#### [GIVEN REQUEST]
Please give this material again with every "trace" replaced by "draw" and nothing else changed, leaving out the pictures.

#### [GIVEN DATA]
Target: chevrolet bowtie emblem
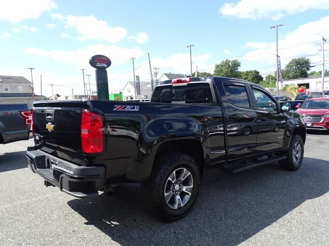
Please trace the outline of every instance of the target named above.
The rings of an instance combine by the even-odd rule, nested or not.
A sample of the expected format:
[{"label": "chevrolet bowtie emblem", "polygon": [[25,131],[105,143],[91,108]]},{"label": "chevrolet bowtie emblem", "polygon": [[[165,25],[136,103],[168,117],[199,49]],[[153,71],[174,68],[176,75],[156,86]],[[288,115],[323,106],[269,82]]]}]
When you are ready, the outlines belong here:
[{"label": "chevrolet bowtie emblem", "polygon": [[48,123],[48,124],[46,124],[46,129],[49,132],[52,132],[52,131],[53,131],[54,127],[55,127],[55,125],[52,125],[50,122]]}]

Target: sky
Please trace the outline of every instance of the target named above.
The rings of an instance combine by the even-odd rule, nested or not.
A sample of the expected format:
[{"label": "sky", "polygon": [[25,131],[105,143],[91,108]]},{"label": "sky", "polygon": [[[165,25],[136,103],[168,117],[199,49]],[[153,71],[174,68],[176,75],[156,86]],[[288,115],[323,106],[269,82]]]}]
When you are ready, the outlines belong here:
[{"label": "sky", "polygon": [[[150,81],[152,67],[162,73],[213,73],[221,60],[237,59],[241,71],[276,71],[276,31],[282,67],[294,58],[310,59],[321,70],[324,37],[329,68],[329,0],[154,1],[145,0],[0,0],[0,75],[23,76],[34,92],[61,95],[83,94],[83,76],[96,90],[93,55],[109,57],[109,92],[133,80]],[[153,70],[152,72],[154,72]],[[87,83],[88,77],[85,76]]]}]

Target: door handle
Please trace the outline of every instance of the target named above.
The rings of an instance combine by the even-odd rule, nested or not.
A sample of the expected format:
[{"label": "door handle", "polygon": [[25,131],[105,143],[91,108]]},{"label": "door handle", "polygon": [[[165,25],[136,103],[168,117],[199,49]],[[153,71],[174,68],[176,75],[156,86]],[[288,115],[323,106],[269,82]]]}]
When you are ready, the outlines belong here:
[{"label": "door handle", "polygon": [[237,114],[233,114],[233,115],[230,115],[229,118],[231,119],[239,119],[240,117]]}]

#### [ANSWER TO THE EXERCISE]
Target: chevrolet bowtie emblem
Please draw the outline of every instance of the target named above.
The rings of an instance combine by the even-odd rule, nested or not.
A sample of the expected format:
[{"label": "chevrolet bowtie emblem", "polygon": [[25,131],[105,143],[91,108]]},{"label": "chevrolet bowtie emblem", "polygon": [[[165,25],[136,103],[168,117],[199,49]],[[153,71],[174,68],[176,75],[156,86]],[[288,115],[323,106],[269,82]]]}]
When you are ready, the outlines belong here:
[{"label": "chevrolet bowtie emblem", "polygon": [[48,123],[48,124],[46,124],[46,129],[49,132],[52,132],[52,131],[53,131],[54,127],[55,127],[55,125],[52,125],[50,122]]}]

Target: sky
Please draw the outline of every instance of the target named above.
The rings of an instance combine by the even-odd rule, nested or not.
A sample of the expected format:
[{"label": "sky", "polygon": [[25,131],[105,143],[91,108]]},{"label": "sky", "polygon": [[[165,25],[136,103],[168,117],[199,49]],[[153,71],[174,68],[176,75],[156,86]],[[288,115],[323,106],[269,82]]]}]
When you are ready, the outlines belong here:
[{"label": "sky", "polygon": [[[150,81],[152,67],[162,73],[213,73],[221,60],[237,59],[241,71],[276,71],[276,31],[282,67],[294,58],[310,59],[321,70],[324,37],[329,68],[329,0],[154,1],[145,0],[0,0],[0,75],[23,76],[34,92],[61,95],[83,94],[83,76],[96,90],[93,55],[109,57],[109,92],[133,80]],[[153,70],[152,72],[154,72]],[[87,83],[88,77],[85,76]]]}]

Target: door handle
Please draw the outline of every instance of the target named above.
The rings of an instance combine by the even-odd rule, nested or not.
A sample of the expected format:
[{"label": "door handle", "polygon": [[25,131],[105,143],[91,108]]},{"label": "door handle", "polygon": [[[165,25],[136,103],[168,117],[199,49]],[[153,71],[174,68],[176,75],[156,86]],[[288,115],[323,106],[269,82]]]}]
When you are ready, the outlines belong here:
[{"label": "door handle", "polygon": [[237,114],[233,114],[233,115],[230,115],[229,118],[231,119],[239,119],[240,117]]}]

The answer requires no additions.